CHALLENGE:
Could you rewrite all of the data below so that each "instance" becomes "object", with nothing else altered?

EXTRACTED DATA:
··········

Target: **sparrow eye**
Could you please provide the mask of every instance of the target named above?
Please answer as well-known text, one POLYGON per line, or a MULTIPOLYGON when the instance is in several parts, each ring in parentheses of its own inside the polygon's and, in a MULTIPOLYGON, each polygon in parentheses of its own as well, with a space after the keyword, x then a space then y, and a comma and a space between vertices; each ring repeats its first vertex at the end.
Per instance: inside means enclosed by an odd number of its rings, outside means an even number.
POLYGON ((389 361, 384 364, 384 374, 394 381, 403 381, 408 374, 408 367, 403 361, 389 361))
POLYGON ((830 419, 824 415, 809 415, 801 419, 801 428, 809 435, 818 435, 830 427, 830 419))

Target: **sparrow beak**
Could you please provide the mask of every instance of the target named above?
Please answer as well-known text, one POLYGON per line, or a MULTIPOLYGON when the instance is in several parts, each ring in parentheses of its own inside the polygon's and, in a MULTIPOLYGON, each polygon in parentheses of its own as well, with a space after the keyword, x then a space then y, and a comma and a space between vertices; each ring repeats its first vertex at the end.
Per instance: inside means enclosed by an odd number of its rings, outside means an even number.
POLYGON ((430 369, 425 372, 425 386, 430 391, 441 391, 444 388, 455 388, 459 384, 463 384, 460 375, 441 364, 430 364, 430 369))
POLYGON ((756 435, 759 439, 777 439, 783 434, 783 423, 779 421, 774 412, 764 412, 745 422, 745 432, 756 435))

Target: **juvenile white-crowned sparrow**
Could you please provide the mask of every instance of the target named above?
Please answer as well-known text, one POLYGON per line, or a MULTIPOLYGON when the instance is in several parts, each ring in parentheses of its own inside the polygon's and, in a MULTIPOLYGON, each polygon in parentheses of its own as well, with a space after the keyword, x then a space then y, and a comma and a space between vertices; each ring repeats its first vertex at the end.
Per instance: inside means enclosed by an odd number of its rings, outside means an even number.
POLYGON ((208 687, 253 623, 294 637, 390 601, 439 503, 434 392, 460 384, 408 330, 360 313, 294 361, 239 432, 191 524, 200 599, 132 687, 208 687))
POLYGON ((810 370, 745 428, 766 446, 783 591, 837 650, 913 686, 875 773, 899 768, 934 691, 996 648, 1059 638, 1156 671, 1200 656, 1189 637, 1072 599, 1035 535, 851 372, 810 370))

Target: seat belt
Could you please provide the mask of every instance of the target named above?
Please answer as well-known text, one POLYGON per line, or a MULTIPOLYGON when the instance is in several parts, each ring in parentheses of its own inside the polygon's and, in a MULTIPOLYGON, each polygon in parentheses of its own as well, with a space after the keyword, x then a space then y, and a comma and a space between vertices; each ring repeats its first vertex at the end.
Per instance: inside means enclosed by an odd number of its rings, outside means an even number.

··········

REPLY:
Target: **sparrow eye**
Could you please provide the mask of every object of the target named above?
Please answer as well-known text, one POLYGON per line, or a MULTIPOLYGON when the object is in several parts, each ring in parentheses of its own inside the polygon's and, in a MULTIPOLYGON, each polygon in parentheses of its own as well, with a space after the keyword, x then a space then y, and a comma and a space between vertices; each ring repeats its first vertex at the end.
Per object: inside means enclosed by an odd number of its rings, outside means an even number.
POLYGON ((389 361, 384 364, 384 374, 394 381, 403 381, 408 374, 408 367, 403 361, 389 361))
POLYGON ((830 419, 824 415, 809 415, 801 419, 801 428, 809 435, 818 435, 830 427, 830 419))

Target: **sparrow beak**
Could you please provide the mask of every object of the target named above?
Please answer as well-known text, one POLYGON per line, or a MULTIPOLYGON when the object is in several parts, each ring in parentheses of its own inside the polygon's and, in a MULTIPOLYGON, each polygon in parentheses of its own as well, with a space after the keyword, x then a space then y, and a comma and a space between vertices; each ring repeats its first vertex at the end.
Per object: inside means enclosed by an odd number of its rings, outside means an even number.
POLYGON ((430 369, 425 372, 425 386, 430 391, 441 391, 444 388, 455 388, 459 384, 463 384, 460 375, 441 364, 430 364, 430 369))
POLYGON ((756 435, 759 439, 777 439, 783 434, 783 423, 779 421, 774 412, 764 412, 745 422, 745 432, 756 435))

Target: **juvenile white-crowned sparrow**
Could you please provide the mask of every object of the target named above?
Please answer as well-known text, one POLYGON per line, or a MULTIPOLYGON when the object is in several parts, each ring in parentheses of its own inside the polygon's and, in a MULTIPOLYGON, each polygon in parentheses of its own as well, with a space after the keyword, x then a space then y, and a comma and a space between vertices; each ring repeats its first vertex at the end.
Per object: inside means enclosed by an odd number of its rings, outside means an even number.
POLYGON ((208 687, 253 623, 294 637, 390 601, 439 503, 434 392, 460 384, 408 330, 360 313, 294 361, 239 432, 191 524, 200 599, 132 687, 208 687))
POLYGON ((810 370, 745 428, 766 446, 783 591, 837 650, 913 686, 875 773, 899 768, 934 691, 996 648, 1059 638, 1156 671, 1200 656, 1189 637, 1072 599, 1035 535, 851 372, 810 370))

Target: seat belt
Could you please provide the mask of every object of the target named above?
Please answer as well-known text, one POLYGON per line, or a MULTIPOLYGON when the object is in several parts, each ring in parentheses of its own inside the polygon's and, in a MULTIPOLYGON, each polygon in parentheses of its own as well, with a space after the keyword, x then a space then y, and a comma and a space between vertices; each ring repeats its first vertex at the end.
Per object: inside means enclosed by an odd number of its rings, outside means an even number.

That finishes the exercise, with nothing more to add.